■ **TASK LIST**
a) From the ClickHouse thread, transcribe the passage that begins at the words "to the JDBC" and stops after the words "RowBinary data format)".
b) In the ClickHouse thread, what data format does the JDBC driver use when serializing Java objects?

■ **GIVEN TEXT**
----

Open lystor opened 1 year ago
Hi @lystor, AFAIK, transaction support in ClickHouse is still experimental, which means it is not yet ready for production use. However, it is encouraged to use this feature to address integrity issues and provide feedback. I haven't encountered any problems related to this feature causing data corruption or loss, but it is recommended to search the ClickHouse main repository for further evaluation before applying it to your PROD environment.
It appears that there are multiple ClickHouse servers running behind the DNS, and the following events occurred:
1) Kafka Connect asked JDBC driver to start a transaction, hence session was created on server 1
2) Kafka Connect passed a query like insert into ch_table values(?,?,?)
to the JDBC driver
3) The JDBC driver attempted to execute a query select * from ch_table where 0
on server 2 (using the same session ID) to determine parameter types(for serializing Java objects in the RowBinary data format)

----

■ **DATA**
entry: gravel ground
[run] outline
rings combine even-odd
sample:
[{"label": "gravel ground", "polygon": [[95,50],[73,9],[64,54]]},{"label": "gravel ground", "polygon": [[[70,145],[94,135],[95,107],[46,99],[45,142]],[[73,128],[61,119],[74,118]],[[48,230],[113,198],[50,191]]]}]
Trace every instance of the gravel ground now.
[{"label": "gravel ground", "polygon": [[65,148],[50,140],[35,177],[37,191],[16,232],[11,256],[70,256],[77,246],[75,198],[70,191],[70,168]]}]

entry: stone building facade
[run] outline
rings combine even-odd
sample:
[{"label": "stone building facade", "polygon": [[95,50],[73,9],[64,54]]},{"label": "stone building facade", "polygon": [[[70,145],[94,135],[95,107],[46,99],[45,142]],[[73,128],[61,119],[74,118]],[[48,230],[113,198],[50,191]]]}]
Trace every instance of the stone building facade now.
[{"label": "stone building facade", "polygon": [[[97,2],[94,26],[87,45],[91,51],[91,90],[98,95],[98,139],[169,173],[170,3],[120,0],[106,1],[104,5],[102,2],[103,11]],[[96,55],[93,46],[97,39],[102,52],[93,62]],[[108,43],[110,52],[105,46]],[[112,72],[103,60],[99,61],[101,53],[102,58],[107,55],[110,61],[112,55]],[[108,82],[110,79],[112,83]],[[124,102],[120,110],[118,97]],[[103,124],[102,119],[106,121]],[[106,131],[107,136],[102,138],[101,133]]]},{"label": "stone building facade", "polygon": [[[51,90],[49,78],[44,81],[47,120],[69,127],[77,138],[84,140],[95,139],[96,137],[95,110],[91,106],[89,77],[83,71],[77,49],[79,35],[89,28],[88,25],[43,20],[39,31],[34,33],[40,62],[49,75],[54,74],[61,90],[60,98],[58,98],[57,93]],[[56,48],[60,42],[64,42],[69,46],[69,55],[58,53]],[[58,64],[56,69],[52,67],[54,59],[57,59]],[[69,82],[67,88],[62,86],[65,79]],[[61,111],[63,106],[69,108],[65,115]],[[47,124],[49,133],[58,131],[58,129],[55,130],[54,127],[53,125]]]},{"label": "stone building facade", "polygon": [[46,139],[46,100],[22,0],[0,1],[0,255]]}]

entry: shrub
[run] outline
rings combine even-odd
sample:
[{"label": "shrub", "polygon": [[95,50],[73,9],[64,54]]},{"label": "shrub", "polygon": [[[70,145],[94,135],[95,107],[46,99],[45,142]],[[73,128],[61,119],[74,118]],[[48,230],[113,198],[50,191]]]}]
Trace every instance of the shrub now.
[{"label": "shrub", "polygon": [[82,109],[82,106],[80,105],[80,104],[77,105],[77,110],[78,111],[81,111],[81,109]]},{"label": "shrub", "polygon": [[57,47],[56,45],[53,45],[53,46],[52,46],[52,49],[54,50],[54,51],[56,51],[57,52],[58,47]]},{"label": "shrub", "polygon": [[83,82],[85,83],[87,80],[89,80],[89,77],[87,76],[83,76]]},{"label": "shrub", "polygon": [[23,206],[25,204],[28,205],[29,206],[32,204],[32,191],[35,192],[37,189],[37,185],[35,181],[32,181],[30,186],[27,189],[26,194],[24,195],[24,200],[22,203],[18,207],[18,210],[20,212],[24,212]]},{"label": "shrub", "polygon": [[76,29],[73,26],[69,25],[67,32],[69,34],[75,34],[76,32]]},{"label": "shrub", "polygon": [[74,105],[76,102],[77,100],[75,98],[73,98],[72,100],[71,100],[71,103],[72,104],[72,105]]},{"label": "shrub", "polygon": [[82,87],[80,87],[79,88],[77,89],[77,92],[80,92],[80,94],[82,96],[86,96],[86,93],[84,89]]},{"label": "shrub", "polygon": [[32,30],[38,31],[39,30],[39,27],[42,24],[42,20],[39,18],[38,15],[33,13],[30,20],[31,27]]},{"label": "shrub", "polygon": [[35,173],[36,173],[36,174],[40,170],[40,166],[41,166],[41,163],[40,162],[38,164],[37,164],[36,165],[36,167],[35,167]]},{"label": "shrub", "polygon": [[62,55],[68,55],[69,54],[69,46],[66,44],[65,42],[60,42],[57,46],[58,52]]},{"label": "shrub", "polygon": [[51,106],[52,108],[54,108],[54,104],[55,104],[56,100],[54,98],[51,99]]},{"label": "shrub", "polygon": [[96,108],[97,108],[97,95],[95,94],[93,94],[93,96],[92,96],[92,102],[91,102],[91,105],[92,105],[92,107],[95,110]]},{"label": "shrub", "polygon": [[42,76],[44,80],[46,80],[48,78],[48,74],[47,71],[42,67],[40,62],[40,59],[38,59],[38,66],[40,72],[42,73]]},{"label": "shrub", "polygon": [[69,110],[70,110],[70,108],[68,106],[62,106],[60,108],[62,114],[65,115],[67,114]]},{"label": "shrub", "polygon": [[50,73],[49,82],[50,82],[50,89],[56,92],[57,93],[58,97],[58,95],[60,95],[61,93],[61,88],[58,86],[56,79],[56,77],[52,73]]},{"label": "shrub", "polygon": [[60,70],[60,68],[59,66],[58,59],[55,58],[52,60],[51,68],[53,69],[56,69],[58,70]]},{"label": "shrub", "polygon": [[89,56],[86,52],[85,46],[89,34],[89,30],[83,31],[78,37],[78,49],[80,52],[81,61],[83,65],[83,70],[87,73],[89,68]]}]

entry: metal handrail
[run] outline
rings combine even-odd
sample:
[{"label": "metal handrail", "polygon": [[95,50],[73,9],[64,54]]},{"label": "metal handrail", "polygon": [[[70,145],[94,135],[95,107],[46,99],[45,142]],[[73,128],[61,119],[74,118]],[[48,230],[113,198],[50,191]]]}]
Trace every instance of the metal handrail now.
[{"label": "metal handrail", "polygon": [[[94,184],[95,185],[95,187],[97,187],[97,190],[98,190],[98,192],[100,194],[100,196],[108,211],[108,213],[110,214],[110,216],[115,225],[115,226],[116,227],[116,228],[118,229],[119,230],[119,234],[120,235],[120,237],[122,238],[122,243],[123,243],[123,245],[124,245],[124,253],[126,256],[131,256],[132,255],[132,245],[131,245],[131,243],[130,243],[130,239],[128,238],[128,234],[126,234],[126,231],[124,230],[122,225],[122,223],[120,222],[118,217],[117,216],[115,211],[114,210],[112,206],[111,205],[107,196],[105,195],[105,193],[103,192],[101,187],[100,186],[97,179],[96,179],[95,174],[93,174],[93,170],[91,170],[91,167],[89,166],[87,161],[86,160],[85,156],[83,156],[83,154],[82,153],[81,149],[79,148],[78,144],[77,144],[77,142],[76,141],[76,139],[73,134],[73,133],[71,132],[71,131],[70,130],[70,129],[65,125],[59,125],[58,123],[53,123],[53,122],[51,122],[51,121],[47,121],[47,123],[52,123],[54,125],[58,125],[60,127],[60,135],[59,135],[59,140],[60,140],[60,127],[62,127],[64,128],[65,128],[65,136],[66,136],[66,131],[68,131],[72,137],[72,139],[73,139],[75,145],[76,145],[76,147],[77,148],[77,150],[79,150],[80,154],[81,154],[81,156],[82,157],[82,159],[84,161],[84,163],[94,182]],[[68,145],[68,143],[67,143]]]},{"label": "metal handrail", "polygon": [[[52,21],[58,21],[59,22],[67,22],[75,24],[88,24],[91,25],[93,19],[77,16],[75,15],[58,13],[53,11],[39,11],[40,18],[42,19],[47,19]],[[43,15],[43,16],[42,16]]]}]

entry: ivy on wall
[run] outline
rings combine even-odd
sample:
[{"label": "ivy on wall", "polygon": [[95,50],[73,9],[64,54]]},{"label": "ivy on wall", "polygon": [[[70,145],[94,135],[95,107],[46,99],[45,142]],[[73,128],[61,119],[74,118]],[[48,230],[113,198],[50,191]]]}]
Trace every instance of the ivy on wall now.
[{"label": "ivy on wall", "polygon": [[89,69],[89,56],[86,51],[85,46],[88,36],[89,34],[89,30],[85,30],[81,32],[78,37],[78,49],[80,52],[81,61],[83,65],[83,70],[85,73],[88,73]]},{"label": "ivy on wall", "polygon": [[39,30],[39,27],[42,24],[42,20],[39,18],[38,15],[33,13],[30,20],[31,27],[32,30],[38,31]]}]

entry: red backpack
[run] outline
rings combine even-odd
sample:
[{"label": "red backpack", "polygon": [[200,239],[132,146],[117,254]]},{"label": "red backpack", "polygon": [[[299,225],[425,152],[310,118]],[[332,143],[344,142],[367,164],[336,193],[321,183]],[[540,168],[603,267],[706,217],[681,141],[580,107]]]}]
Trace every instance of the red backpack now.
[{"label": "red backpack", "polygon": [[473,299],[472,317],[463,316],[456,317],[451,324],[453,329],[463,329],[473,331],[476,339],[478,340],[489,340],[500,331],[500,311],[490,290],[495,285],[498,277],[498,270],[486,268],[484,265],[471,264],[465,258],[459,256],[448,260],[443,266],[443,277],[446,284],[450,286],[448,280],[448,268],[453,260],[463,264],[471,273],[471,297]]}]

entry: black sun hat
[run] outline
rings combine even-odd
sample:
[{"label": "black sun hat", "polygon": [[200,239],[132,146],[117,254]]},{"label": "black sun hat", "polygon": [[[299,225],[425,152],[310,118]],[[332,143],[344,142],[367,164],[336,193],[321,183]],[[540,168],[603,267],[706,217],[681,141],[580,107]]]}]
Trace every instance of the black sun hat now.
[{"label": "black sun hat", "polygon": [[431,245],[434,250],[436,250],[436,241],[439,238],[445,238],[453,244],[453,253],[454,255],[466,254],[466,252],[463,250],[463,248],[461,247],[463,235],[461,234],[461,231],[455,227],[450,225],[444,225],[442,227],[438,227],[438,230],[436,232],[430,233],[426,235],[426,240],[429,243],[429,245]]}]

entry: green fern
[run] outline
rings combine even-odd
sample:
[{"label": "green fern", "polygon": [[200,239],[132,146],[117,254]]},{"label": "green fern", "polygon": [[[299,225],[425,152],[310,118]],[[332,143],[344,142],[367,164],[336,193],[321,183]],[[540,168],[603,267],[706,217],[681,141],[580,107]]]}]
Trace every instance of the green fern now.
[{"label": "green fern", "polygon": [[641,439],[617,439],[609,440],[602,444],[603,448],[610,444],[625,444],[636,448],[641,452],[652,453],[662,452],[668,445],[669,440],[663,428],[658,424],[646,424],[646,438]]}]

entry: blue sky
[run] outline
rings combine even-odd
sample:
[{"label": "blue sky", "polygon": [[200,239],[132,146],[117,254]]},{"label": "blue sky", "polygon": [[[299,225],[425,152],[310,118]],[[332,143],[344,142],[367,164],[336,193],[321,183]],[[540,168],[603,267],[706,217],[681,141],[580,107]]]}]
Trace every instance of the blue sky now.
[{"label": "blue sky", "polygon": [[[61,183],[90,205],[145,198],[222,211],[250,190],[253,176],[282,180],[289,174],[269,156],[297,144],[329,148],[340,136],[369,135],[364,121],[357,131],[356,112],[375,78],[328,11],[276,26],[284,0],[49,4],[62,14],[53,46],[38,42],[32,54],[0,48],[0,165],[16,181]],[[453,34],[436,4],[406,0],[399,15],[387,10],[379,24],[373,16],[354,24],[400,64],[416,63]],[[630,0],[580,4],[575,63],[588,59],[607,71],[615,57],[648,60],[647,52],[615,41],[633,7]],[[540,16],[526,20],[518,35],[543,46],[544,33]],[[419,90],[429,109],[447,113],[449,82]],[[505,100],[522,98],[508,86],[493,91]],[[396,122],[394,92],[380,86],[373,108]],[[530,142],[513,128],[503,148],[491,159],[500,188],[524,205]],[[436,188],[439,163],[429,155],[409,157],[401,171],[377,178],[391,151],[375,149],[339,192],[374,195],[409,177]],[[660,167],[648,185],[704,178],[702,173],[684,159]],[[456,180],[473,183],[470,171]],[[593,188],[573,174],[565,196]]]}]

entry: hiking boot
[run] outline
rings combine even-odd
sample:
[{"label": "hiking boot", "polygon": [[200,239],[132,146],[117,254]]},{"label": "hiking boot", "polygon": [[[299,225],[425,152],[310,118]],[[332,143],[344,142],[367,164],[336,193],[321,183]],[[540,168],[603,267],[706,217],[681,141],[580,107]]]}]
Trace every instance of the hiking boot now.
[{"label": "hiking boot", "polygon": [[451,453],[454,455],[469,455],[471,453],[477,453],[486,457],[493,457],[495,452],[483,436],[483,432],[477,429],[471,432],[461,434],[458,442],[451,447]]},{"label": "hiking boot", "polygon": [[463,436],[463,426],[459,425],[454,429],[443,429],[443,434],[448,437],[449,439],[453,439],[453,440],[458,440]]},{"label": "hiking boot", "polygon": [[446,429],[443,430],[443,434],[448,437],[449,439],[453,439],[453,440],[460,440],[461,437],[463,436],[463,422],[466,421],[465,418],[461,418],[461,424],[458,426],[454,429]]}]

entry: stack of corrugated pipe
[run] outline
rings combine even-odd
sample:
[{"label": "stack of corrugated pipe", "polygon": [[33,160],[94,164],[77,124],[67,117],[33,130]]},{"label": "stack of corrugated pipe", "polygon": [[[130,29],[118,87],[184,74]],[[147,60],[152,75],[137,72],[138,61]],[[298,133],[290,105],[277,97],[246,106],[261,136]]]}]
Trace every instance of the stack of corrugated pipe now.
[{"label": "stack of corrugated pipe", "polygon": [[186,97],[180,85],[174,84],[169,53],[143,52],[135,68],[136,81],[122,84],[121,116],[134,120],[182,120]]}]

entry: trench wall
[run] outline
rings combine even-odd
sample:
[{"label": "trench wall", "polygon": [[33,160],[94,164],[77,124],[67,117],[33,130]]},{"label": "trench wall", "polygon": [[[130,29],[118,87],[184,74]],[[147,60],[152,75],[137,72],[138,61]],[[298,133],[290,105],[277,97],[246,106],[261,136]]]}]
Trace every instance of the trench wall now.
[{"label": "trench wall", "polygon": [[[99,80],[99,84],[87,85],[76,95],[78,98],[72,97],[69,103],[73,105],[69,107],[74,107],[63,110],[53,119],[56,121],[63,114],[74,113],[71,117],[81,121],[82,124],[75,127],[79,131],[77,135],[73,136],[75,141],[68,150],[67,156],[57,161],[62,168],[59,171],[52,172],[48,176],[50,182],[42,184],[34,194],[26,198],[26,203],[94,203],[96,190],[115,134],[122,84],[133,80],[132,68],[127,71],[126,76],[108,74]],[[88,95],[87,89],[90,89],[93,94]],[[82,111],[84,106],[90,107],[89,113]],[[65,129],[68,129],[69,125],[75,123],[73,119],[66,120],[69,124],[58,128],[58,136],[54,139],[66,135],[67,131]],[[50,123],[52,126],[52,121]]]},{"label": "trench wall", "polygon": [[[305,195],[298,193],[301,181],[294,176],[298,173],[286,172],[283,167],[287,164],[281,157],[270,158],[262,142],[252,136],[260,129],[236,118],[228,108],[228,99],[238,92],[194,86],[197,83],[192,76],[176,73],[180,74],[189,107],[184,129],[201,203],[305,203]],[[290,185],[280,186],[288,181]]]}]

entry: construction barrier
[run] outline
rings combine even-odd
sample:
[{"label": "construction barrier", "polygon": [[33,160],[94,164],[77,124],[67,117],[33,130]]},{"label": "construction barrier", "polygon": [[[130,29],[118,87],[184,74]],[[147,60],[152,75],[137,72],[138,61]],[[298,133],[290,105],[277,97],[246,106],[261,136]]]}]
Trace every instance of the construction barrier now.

----

■ **SOLUTION SET**
a)
to the JDBC driver
3) The JDBC driver attempted to execute a query select * from ch_table where 0
on server 2 (using the same session ID) to determine parameter types(for serializing Java objects in the RowBinary data format)

b) The RowBinary data format.